The number of lines below holding the string "pale" is the only answer wanted.

>>>>

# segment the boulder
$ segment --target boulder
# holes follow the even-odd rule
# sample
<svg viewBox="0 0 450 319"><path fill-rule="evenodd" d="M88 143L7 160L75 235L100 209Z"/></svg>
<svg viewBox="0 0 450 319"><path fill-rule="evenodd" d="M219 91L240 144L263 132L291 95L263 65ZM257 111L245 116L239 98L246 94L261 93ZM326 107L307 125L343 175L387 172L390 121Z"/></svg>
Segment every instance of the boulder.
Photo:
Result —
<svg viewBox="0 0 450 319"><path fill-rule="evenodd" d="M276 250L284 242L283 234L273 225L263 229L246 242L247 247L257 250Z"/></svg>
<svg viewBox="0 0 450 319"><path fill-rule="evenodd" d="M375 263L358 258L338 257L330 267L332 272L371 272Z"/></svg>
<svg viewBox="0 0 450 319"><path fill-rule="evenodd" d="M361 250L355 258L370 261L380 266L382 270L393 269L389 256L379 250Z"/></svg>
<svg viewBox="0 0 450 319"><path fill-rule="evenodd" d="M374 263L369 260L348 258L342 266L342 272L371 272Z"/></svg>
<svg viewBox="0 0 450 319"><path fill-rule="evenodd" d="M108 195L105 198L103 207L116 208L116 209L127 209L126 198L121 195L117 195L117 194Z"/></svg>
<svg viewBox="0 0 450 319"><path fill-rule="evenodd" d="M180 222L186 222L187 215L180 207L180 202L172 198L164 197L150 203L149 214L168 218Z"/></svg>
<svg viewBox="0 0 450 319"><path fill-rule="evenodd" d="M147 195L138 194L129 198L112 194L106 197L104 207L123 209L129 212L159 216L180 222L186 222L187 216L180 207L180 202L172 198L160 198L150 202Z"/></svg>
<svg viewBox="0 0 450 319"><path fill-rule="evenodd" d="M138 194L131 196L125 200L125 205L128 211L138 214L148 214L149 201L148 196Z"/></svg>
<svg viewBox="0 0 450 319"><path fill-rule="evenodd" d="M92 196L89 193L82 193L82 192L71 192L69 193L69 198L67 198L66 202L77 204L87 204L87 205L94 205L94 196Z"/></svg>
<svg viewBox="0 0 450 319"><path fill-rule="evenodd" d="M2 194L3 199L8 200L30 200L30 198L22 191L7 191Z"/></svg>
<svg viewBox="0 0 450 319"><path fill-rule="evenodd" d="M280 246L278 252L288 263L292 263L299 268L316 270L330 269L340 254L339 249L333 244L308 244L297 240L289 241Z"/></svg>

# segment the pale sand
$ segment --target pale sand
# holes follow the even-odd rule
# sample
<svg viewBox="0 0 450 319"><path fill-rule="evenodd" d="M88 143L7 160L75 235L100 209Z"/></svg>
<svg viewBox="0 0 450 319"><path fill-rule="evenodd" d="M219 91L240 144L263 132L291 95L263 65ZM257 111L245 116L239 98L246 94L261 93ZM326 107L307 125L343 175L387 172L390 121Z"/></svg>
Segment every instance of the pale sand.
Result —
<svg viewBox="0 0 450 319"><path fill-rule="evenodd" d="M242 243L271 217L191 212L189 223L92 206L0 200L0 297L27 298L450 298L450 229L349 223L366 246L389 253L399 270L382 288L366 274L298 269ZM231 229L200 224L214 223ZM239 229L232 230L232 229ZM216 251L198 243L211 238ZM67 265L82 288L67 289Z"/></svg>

<<<<

Task response :: 3